Instruction: Edit the lines below so that "ceiling" becomes "wall" wherever it occurs, keeping everything else intact.

— START Entries provided —

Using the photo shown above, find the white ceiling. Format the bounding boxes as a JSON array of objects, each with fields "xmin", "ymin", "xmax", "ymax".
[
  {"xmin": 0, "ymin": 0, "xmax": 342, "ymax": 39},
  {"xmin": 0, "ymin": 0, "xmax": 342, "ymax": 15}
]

— END Entries provided —

Answer in full:
Using the photo shown above, find the white wall. Format the bounding boxes as a JSON array of objects, each with fields "xmin", "ymin", "xmax", "ymax".
[
  {"xmin": 0, "ymin": 0, "xmax": 342, "ymax": 39},
  {"xmin": 0, "ymin": 0, "xmax": 342, "ymax": 15}
]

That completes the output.